Summarize the text on excise duty for aerated and sugary drinks in two sentences.

Text passage:
+---+

In its interim budget in 2014, the Union government levied a five per cent additional excise duty hike on aerated and sugary waters (apart from the standard 12 per cent duty). In this year’s budget, this additional excise was removed and a basic excise of 18 per cent (including a fresh hike of 0.5 per cent in both standard and basic excise) was introduced. The hike was on waters, mineral waters, aerated and sugary drinks. The current excise not only clubs packaged drinking water in its ambit, but is also levied on the mrp of the product, rather than the volume (as is in the case of Mexico).

In addition, the tax doesn’t necessarily translate into a price hike on all available volumes of soft drink bottles, as is demonstrated in the case of tobacco, which the government is attempting to prohibit. Though Finance Minister Arun Jaitley said in his budget speech that the hike is for public and fiscal health, its positioning as a dedicated “soda tax” isn’t clear. Beverage companies did raise a brouhaha about increased costs, and then everything went back to normal.

“If the government wants to prohibit consumption, the duty at both Centre and state levels should be more than 20 per cent at least,” says a member of the Customs Excise & Service Tax Appellate Tribunal. An excise department officer says the fact that packaged water is included in the excise duty indicates that the government isn’t looking to address sugary drink consumption issue. Experts say generating money through this tax can help the 103.8 million people who do not have access to safe drinking water. Meanwhile, cost of packaged drinking water remains high-`10-12 for a 500 ml bottle.

+---+

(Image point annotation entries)

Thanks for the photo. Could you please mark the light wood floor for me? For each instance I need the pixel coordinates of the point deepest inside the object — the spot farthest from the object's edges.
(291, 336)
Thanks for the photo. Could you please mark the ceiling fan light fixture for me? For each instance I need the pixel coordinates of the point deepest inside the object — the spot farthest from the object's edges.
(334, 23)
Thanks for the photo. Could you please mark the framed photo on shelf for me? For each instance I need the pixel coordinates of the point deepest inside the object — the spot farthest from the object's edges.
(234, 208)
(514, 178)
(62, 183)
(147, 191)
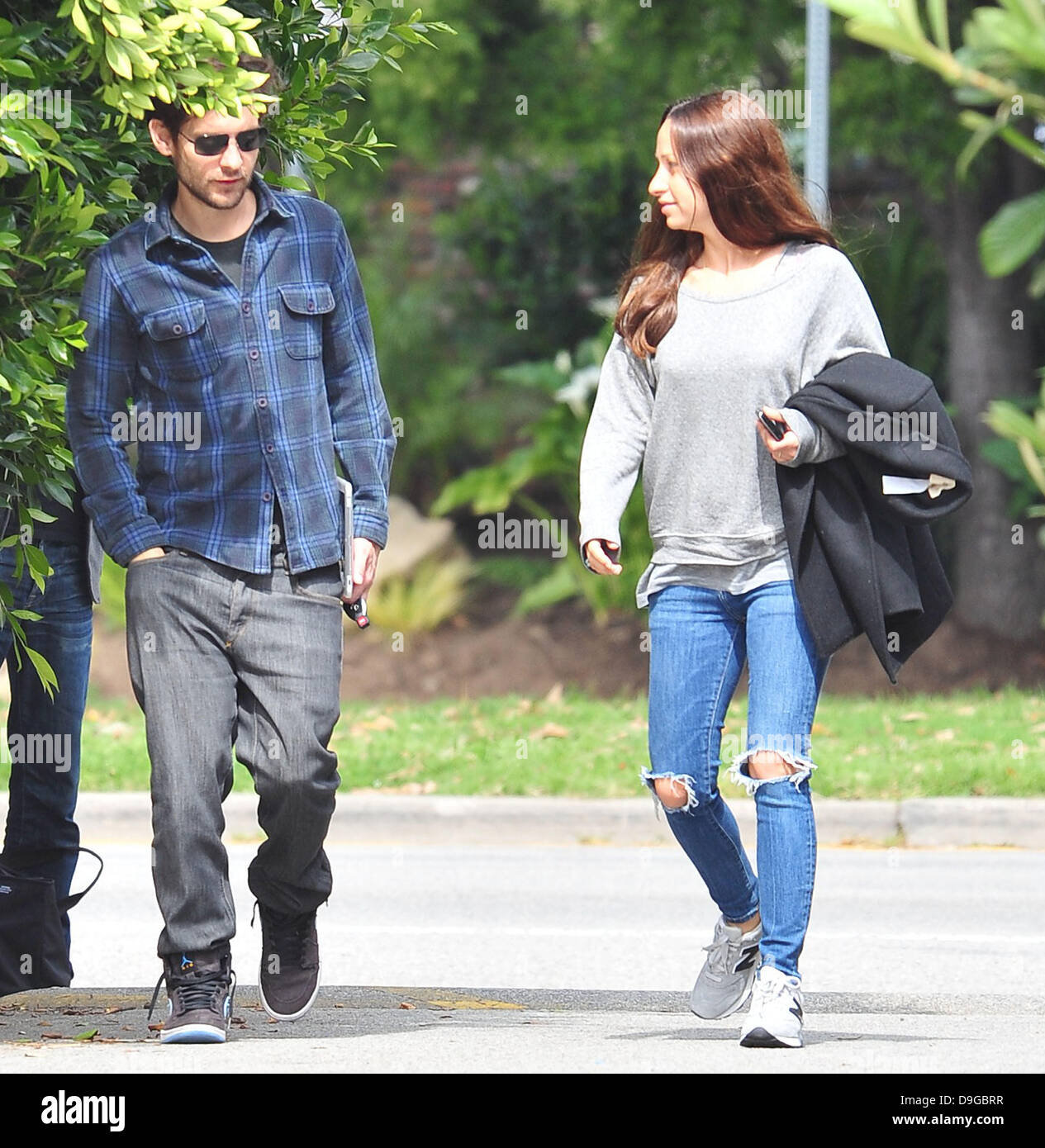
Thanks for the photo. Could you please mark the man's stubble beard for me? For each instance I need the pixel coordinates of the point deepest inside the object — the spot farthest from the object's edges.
(197, 187)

+---+

Complete output:
The Union government replaced its 2014 additional five percent excise on aerated and sugary waters with an 18 percent basic excise that also covers packaged drinking water and is levied on the product's MRP rather than its volume. Although the Finance Minister cited public and fiscal health, an excise officer says including packaged water shows the tax isn't aimed at sugary drink consumption, a tribunal member says curbing consumption would take a duty of at least 20 percent, and experts say the revenue could help the 103.8 million people without safe drinking water.